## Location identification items
• • • • • • •
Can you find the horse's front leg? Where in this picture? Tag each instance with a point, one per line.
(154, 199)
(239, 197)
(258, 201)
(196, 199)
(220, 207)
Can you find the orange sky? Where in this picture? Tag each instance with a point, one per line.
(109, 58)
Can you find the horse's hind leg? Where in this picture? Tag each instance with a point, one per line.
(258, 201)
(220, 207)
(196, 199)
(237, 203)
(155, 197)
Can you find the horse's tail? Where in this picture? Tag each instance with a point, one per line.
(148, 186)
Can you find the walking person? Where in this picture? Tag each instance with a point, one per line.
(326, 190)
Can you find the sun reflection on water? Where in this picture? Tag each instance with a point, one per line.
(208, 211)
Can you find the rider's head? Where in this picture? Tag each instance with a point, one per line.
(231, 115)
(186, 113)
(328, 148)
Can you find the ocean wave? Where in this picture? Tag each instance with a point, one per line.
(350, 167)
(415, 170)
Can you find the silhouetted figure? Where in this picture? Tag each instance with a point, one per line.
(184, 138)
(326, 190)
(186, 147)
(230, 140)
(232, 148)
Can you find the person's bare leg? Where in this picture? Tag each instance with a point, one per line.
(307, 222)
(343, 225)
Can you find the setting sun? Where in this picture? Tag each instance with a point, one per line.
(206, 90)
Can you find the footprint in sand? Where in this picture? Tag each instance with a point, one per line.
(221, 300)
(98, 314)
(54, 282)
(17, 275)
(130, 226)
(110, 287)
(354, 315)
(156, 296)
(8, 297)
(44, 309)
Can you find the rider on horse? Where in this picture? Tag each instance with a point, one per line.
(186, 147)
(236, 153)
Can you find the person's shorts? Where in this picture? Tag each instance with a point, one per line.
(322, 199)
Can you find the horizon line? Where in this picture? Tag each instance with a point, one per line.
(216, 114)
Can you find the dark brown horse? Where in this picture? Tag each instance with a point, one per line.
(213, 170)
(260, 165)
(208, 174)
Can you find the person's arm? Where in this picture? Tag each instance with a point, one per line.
• • • • • • •
## JOB
Reproduce only the lines running from the one with "Can you find the rider's" through the final line of the listing above, both ends included.

## THE RESPONSE
Can you find the rider's head? Where in this picture? Tag each instance with a point, one per line.
(231, 115)
(186, 113)
(328, 148)
Can you find the ocean wave? Where in this picture? Tag each instance with a point, one per line.
(350, 167)
(415, 170)
Can you find the silhouetted figure? Where in this picture? Tag each instance with a point, one per line.
(184, 138)
(326, 190)
(186, 147)
(230, 140)
(232, 148)
Can you find the person's bare leg? Where in this picture? Tag each instance with a point, one per line.
(307, 222)
(343, 225)
Can you find the setting sun? Where in this picture? Tag each instance with a point, one per line.
(206, 90)
Can you find the footprint in sand? Where in this picture? Tag each instance with a point, one per line.
(221, 300)
(98, 314)
(54, 282)
(17, 275)
(130, 226)
(110, 287)
(354, 315)
(156, 296)
(8, 297)
(44, 309)
Can you find the rider on horse? Where in this picture? Tag each instance with a point, one per line.
(186, 147)
(236, 153)
Can you find the person's shorts? Where in this picture? Tag each instance with a point, one per line.
(322, 199)
Can you find the horizon line? Where in this picture? Tag each instance with a point, one per line.
(216, 114)
Can you find the dark brown horse? Where in this picture? Tag each instance with a point, one per line.
(213, 170)
(260, 165)
(208, 174)
Can you find the person's arm? Where in this picture? Tag each instance with a point, one per line.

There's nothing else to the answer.